Action item:
The entries below must be copied exactly as they are.
(Dataset)
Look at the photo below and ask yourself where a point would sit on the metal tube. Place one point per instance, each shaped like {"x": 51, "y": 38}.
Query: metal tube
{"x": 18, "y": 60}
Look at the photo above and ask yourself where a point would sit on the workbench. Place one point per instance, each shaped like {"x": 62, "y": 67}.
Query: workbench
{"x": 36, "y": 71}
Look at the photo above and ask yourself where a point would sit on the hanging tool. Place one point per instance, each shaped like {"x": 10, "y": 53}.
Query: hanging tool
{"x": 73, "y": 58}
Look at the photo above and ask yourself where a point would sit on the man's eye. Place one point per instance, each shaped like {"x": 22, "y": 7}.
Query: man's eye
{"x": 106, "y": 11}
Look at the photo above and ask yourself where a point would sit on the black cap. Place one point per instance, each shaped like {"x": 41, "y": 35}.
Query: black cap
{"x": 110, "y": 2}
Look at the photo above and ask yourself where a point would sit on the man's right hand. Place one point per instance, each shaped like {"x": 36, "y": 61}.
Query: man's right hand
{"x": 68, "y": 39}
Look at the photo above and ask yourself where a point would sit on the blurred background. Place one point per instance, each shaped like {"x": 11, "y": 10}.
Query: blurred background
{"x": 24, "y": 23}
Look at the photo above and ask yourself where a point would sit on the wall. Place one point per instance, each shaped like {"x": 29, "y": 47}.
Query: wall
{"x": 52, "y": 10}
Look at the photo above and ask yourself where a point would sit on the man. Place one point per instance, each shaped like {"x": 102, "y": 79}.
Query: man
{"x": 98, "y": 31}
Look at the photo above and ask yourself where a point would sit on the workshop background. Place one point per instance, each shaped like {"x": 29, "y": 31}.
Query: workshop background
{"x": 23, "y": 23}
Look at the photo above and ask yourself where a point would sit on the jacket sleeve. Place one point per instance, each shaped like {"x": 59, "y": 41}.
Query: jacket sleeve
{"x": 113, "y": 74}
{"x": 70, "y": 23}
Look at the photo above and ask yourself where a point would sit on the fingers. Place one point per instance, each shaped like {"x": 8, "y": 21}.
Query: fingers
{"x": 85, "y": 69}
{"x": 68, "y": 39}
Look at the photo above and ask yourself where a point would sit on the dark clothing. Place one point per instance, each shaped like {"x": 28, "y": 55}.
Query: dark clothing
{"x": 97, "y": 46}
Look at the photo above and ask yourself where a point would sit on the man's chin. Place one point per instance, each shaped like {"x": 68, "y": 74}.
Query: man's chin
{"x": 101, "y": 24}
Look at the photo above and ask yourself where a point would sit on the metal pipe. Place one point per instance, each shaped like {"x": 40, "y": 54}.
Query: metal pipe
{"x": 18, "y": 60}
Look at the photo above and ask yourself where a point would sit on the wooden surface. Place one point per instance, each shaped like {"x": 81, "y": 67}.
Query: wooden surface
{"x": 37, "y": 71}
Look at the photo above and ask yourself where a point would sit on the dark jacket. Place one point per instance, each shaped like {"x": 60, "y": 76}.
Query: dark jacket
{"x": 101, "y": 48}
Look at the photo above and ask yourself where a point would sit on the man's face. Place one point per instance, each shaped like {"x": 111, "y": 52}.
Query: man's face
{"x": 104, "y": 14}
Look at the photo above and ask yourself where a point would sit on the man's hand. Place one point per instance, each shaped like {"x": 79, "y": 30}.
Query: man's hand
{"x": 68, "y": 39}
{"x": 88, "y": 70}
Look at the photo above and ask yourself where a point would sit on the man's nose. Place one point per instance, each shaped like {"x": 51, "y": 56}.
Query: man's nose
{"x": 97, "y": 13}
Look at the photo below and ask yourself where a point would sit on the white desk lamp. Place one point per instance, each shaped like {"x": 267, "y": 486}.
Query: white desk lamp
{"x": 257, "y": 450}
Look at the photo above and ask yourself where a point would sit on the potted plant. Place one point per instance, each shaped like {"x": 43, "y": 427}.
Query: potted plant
(End Dataset)
Exercise solution:
Look at the photo below and ask yourself where a point would sit on the metal tube. Place one point per instance, each shaped like {"x": 51, "y": 38}.
Query: metal tube
{"x": 18, "y": 60}
Look at the photo above and ask yourself where a point would sit on the workbench. Place one point per instance, each shaped like {"x": 62, "y": 67}.
Query: workbench
{"x": 36, "y": 71}
Look at the photo above and ask yourself where a point would sit on the hanging tool. Place one point per instance, each shaped like {"x": 10, "y": 53}.
Query: hanging tool
{"x": 73, "y": 58}
Look at the photo above and ask yourself where a point would sit on the man's eye. Place one point per instance, each shaped like {"x": 22, "y": 7}.
Query: man's eye
{"x": 106, "y": 11}
Look at the photo above and ask yourself where a point would sit on the black cap. Place one point per instance, each shaped like {"x": 41, "y": 35}.
Query: black cap
{"x": 110, "y": 2}
Look at the photo above and ask yourself where a point would sit on the man's right hand. Place one point per instance, each shaped like {"x": 36, "y": 61}.
Query: man's right hand
{"x": 68, "y": 39}
Look at the photo above and ask yourself where a point would sit on the blurred background. Place one point per instance, each shaped like {"x": 11, "y": 10}.
Query: blurred background
{"x": 24, "y": 23}
Look at the photo above and ask yourself where a point would sit on the wall. Place one point per instance, each shaped like {"x": 29, "y": 47}.
Query: wall
{"x": 52, "y": 10}
Look at the photo above and ask yourself where a point would sit on the man. Place one point per instance, each shaped like {"x": 102, "y": 79}.
Query: man
{"x": 98, "y": 31}
Look at the photo above and ask yourself where a point would sit on the workshop background. Place one point per instance, each shaped like {"x": 29, "y": 31}.
Query: workshop background
{"x": 23, "y": 23}
Look at the photo above and ask yourself where a point would sit on the jacket sleeve. Place one point per instance, each shaped like {"x": 59, "y": 41}.
Query: jacket sleeve
{"x": 113, "y": 74}
{"x": 70, "y": 23}
Look at the photo above and ask yourself where a point would sit on the fingers. Place one point per instance, each shaped like {"x": 8, "y": 21}.
Query: fingers
{"x": 85, "y": 69}
{"x": 68, "y": 39}
Look at the photo above and ask yourself where a point would sit on the dark clothing. Place one point per instance, each shaped like {"x": 28, "y": 55}.
Query: dark clothing
{"x": 97, "y": 46}
Look at the photo above and ask yourself where a point would sit on the man's chin. Place one point per instance, each shaped like {"x": 68, "y": 74}.
Query: man's chin
{"x": 101, "y": 24}
Look at the photo above and ask yourself where a point would sit on the metal pipe. Place one point per instance, each shaped like {"x": 40, "y": 54}.
Query: metal pipe
{"x": 18, "y": 60}
Look at the photo above and ask yourself where a point would sit on the wooden surface. Place one point per instance, each shaped like {"x": 81, "y": 67}.
Query: wooden surface
{"x": 37, "y": 71}
Look at the photo above and ask yourself where a point would sit on the dark jacket. Place one point per instance, each shaped like {"x": 60, "y": 76}.
Query: dark jacket
{"x": 101, "y": 48}
Look at the photo above and ask yourself where a point would sit on the man's face. Place one point per instance, each shaped like {"x": 111, "y": 52}.
Query: man's face
{"x": 104, "y": 14}
Look at the photo above and ask yourself where a point would sit on the man's hand. Place one point per instance, each shaped like {"x": 79, "y": 30}.
Query: man's hand
{"x": 68, "y": 39}
{"x": 88, "y": 70}
Look at the photo above and ask yourself where a point would sit on the man's nose. Place one point per instance, each shaped like {"x": 51, "y": 56}.
Query: man's nose
{"x": 97, "y": 13}
Look at the photo below and ask yourself where a point would sit on the white desk lamp. Place one point per instance, each shaped like {"x": 267, "y": 486}.
Query: white desk lamp
{"x": 257, "y": 450}
Look at the photo above and ask yourself where a point would sit on the potted plant. Place one point per instance, each shaped like {"x": 43, "y": 427}.
Query: potted plant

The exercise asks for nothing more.